To do :: Wherever "like" appears in a line of the listing, that line should be returned.

Source material ::
== Segment start ==

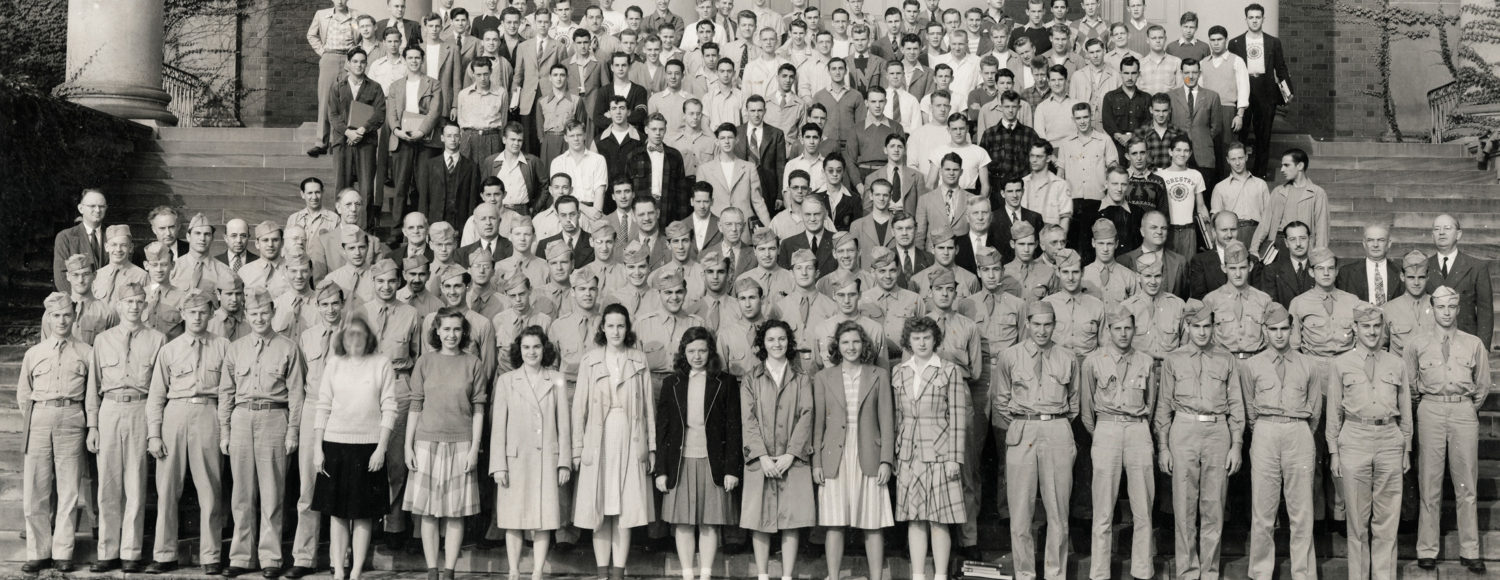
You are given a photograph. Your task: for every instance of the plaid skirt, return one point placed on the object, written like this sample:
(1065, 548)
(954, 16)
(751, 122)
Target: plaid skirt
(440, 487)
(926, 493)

== Segment end ==
== Segment start ==

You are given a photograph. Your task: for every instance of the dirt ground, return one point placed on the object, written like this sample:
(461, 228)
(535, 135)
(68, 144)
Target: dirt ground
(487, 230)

== Segment end ==
== Segment start ==

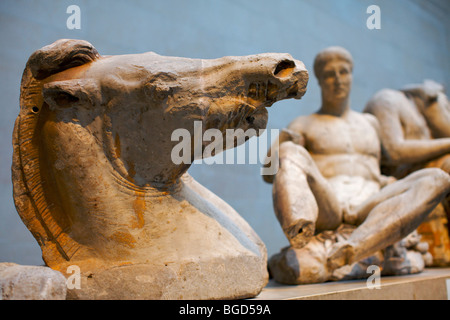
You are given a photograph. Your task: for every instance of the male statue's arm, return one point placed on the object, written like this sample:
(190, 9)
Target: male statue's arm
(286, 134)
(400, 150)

== Segment end ==

Response for this exercise ::
You are given a photograph. Your task: for every instance of the plaid skirt, return one point placed on the object, written like this sample:
You are given a photograph. Your task: for every instance of the dirt ground, return one point placed on the object, written like this sample:
You are given a photograph. Your task: for every instance of the male statue's arm, return one point placed on the object, written like this sample:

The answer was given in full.